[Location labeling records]
------------
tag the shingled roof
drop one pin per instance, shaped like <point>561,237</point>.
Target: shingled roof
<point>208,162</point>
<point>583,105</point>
------------
YOUR GOAL → Write every record out again, unaltered.

TASK OUTPUT →
tag the shingled roof
drop one pin per instance, shaped like <point>561,237</point>.
Target: shingled roof
<point>208,162</point>
<point>583,105</point>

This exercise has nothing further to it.